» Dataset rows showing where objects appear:
+ + + + +

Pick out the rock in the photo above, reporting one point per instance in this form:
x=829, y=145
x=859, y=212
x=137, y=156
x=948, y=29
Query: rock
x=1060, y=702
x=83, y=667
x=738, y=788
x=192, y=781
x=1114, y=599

+ + + + +

» TASK:
Rewrite the records with every "rock" changed to "stone", keeping everything else the same.

» RESULT:
Pick out the stone in the photo above, reporting one point per instance in this form:
x=829, y=145
x=859, y=212
x=137, y=156
x=948, y=29
Query: stone
x=1060, y=702
x=83, y=667
x=738, y=788
x=192, y=781
x=1114, y=599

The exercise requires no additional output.